(SET PROBLEM 1)
Output the passage on data center energy policy word for word.

(TEXT)
* begin *
The Pledge represents the executive branch’s approach to data center energy policy: voluntary commitments by the largest companies, framed as national policy, with regulatory and political enforcement through downstream proceedings. Congress is exploring two fundamentally different legislative approaches.

In January 2026, Senator Cotton introduced the Decentralized Access to Technology Alternatives Act (the DATA Act), which would exempt fully off-grid power suppliers from the Federal Power Act and U.S. Department of Energy (DOE) regulation entirely. The bill has been referred to the Senate Energy and Natural Resources Committee but has not been scheduled for a hearing or markup as of this writing. If enacted, the legislation would create a statutory pathway for the complete FERC avoidance that the Electric Reliability Council of Texas (ERCOT), which manages the vast majority of the Texas electric grid independently from the two major U.S. interconnections and largely outside FERC’s wholesale jurisdiction, achieves structurally through geographic isolation from the interstate grid, but available nationwide regardless of geography.

The DATA Act reflects a fundamentally different theory of data center power than the Pledge. Where the Pledge assumes data centers will remain connected to the grid and focuses on ensuring they pay their fair share, the DATA Act would create a pathway for facilities to disconnect from the grid entirely, avoiding interconnection queues, transmission charges, and capacity market obligations altogether. For developers willing to invest in fully self-sufficient power infrastructure, this could accelerate project timelines and reduce regulatory complexity. However, fully off-grid facilities would still be subject to state and local environmental permitting requirements, including Clean Air Act compliance for on-site generation, and would need to address reliability concerns without the backstop of grid access, potentially requiring significant investment in redundant generation and storage capacity.
* end *
[Source records]
* begin *
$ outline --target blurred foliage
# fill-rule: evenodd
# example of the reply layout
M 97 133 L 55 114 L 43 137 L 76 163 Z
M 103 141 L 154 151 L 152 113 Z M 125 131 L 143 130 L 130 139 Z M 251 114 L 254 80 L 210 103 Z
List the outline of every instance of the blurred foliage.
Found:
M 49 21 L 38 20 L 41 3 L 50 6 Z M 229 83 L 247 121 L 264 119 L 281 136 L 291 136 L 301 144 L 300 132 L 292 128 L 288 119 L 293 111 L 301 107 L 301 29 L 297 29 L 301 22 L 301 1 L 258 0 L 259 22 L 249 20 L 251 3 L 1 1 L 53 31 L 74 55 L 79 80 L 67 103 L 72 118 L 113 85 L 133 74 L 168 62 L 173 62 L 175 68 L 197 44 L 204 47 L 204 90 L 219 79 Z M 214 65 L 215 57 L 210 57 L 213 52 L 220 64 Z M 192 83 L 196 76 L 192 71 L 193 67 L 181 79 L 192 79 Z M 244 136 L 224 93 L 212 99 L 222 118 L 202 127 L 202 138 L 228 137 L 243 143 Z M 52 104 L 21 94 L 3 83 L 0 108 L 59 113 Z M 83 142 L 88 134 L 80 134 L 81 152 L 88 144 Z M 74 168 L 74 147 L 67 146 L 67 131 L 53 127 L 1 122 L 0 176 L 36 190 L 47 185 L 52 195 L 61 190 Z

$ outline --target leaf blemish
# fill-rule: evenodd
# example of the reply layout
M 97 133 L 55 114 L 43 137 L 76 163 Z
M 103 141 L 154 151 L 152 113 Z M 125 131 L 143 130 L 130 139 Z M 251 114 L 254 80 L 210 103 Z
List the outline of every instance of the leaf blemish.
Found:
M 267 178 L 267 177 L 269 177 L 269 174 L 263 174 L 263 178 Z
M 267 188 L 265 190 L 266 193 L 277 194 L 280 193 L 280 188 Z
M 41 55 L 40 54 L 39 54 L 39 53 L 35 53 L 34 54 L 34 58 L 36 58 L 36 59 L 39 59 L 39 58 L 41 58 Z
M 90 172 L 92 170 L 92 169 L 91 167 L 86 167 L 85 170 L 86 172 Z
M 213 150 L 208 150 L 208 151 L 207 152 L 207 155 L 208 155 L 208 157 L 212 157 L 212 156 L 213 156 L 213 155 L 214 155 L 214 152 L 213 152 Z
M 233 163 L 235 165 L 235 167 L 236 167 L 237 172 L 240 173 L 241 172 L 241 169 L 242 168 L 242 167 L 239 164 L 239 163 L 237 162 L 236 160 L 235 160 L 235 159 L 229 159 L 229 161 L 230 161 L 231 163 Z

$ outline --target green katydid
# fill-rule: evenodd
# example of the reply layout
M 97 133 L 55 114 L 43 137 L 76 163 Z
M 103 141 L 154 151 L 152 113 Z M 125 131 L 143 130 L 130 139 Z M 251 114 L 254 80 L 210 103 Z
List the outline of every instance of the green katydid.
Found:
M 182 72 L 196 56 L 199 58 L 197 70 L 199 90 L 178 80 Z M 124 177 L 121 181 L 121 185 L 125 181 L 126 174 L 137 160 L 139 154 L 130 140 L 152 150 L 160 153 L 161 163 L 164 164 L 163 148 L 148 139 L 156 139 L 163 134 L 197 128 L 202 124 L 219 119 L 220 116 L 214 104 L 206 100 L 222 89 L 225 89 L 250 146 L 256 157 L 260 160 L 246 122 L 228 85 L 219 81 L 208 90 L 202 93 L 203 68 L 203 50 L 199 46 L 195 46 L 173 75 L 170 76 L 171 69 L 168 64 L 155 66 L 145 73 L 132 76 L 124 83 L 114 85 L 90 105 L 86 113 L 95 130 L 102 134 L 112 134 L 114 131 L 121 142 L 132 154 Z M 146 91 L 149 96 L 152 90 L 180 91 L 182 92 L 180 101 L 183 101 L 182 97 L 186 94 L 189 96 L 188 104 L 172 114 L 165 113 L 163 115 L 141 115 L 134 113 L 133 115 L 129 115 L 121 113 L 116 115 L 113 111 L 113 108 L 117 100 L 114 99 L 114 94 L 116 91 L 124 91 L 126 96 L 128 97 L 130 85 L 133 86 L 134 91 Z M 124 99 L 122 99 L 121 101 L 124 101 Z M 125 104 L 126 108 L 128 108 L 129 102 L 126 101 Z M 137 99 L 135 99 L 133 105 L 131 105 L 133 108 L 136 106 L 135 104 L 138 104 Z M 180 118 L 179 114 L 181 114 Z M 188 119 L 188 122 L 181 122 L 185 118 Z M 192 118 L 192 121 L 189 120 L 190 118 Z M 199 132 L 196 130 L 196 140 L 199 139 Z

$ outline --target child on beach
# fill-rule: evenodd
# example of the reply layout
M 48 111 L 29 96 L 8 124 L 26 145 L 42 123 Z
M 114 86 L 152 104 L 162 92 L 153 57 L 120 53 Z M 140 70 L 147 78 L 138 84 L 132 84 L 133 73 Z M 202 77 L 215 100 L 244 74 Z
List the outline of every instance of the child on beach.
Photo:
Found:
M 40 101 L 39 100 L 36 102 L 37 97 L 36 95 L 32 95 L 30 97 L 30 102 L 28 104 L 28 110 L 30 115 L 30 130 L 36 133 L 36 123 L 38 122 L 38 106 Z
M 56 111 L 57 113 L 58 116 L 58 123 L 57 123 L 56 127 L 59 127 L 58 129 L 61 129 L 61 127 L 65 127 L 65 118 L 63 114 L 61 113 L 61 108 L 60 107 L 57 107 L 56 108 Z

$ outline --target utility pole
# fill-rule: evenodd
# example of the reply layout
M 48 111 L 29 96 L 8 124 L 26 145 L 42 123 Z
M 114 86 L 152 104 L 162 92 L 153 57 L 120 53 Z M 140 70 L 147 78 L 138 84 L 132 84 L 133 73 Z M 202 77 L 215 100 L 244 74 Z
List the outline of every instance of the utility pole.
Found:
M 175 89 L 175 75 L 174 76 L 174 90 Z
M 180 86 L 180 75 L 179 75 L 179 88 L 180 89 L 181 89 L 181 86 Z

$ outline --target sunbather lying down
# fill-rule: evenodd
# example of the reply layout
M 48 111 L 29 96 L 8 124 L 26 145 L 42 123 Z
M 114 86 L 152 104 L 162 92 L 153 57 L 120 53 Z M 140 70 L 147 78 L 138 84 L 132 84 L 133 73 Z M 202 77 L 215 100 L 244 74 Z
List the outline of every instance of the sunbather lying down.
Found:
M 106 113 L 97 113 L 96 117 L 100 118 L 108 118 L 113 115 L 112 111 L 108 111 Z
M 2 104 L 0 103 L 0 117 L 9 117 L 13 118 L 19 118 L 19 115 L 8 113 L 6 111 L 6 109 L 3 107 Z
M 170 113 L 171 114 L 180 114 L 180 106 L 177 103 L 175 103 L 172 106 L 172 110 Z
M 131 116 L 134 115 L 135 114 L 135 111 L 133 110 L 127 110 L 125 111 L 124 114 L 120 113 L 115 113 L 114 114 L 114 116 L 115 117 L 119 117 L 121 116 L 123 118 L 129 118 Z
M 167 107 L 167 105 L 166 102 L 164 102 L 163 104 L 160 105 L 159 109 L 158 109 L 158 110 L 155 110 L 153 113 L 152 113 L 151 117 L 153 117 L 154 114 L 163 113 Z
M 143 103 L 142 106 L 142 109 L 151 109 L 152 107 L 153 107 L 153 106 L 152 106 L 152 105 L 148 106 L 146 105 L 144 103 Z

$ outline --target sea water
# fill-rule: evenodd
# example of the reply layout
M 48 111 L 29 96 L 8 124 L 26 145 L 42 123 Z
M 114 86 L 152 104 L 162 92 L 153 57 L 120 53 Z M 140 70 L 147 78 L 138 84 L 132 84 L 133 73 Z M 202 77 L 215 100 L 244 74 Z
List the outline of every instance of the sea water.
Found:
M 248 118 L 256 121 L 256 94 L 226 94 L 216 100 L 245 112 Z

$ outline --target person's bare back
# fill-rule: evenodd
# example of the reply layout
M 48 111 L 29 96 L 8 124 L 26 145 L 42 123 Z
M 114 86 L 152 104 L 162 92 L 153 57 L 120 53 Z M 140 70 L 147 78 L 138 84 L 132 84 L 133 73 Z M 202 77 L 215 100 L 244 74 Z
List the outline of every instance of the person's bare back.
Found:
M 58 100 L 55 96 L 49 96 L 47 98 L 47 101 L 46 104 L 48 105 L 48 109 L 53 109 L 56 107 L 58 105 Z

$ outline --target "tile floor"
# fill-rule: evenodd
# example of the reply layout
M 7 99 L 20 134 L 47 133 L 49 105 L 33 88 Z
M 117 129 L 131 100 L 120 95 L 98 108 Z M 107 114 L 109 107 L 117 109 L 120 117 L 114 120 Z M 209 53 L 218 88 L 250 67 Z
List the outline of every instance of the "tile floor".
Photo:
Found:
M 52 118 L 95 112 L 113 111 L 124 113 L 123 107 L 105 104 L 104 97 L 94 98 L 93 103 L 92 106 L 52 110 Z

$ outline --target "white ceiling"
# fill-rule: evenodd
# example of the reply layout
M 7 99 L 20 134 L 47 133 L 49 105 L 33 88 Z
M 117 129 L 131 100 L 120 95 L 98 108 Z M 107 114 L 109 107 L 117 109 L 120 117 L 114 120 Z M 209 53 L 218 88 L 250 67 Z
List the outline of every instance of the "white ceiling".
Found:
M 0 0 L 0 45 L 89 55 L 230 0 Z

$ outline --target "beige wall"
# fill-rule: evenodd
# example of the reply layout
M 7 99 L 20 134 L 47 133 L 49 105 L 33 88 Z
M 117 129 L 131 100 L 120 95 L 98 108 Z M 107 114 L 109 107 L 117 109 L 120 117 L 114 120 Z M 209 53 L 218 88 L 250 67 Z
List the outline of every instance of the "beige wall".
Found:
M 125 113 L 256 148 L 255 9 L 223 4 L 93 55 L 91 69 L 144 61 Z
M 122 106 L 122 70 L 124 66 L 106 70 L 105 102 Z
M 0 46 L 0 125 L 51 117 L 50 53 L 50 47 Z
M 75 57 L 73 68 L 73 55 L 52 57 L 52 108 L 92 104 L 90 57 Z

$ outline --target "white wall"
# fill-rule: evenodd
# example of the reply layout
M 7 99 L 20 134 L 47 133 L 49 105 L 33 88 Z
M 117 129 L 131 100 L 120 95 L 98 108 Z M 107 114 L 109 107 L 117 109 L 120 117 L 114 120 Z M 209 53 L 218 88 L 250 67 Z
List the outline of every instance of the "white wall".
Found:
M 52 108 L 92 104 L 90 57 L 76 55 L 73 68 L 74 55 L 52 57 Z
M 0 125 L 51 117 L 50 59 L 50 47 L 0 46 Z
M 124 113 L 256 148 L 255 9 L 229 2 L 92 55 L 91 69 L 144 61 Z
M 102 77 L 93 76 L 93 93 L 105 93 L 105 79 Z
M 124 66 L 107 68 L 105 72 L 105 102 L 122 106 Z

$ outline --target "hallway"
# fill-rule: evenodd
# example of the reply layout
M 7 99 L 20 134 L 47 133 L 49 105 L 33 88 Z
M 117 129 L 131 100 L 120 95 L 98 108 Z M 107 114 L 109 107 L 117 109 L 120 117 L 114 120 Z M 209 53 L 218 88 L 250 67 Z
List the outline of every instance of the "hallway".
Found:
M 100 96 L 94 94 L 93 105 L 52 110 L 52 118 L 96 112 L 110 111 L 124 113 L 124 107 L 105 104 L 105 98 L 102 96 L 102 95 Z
* end *
(SET PROBLEM 2)
Find every line in the rows that contains the string "lying", and copy each one out.

(EXERCISE ANSWER 1)
The Pledge represents the executive branch’s approach to data center energy policy: voluntary commitments by the largest companies, framed as national policy, with regulatory and political enforcement through downstream proceedings. Congress is exploring two fundamentally different legislative approaches.

In January 2026, Senator Cotton introduced the Decentralized Access to Technology Alternatives Act (the DATA Act), which would exempt fully off-grid power suppliers from the Federal Power Act and U.S. Department of Energy (DOE) regulation entirely. The bill has been referred to the Senate Energy and Natural Resources Committee but has not been scheduled for a hearing or markup as of this writing. If enacted, the legislation would create a statutory pathway for the complete FERC avoidance that the Electric Reliability Council of Texas (ERCOT), which manages the vast majority of the Texas electric grid independently from the two major U.S. interconnections and largely outside FERC’s wholesale jurisdiction, achieves structurally through geographic isolation from the interstate grid, but available nationwide regardless of geography.

The DATA Act reflects a fundamentally different theory of data center power than the Pledge. Where the Pledge assumes data centers will remain connected to the grid and focuses on ensuring they pay their fair share, the DATA Act would create a pathway for facilities to disconnect from the grid entirely, avoiding interconnection queues, transmission charges, and capacity market obligations altogether. For developers willing to invest in fully self-sufficient power infrastructure, this could accelerate project timelines and reduce regulatory complexity. However, fully off-grid facilities would still be subject to state and local environmental permitting requirements, including Clean Air Act compliance for on-site generation, and would need to address reliability concerns without the backstop of grid access, potentially requiring significant investment in redundant generation and storage capacity.

(EXERCISE ANSWER 2)
$ outline --target sunbather lying down
List the outline of every instance of the sunbather lying down.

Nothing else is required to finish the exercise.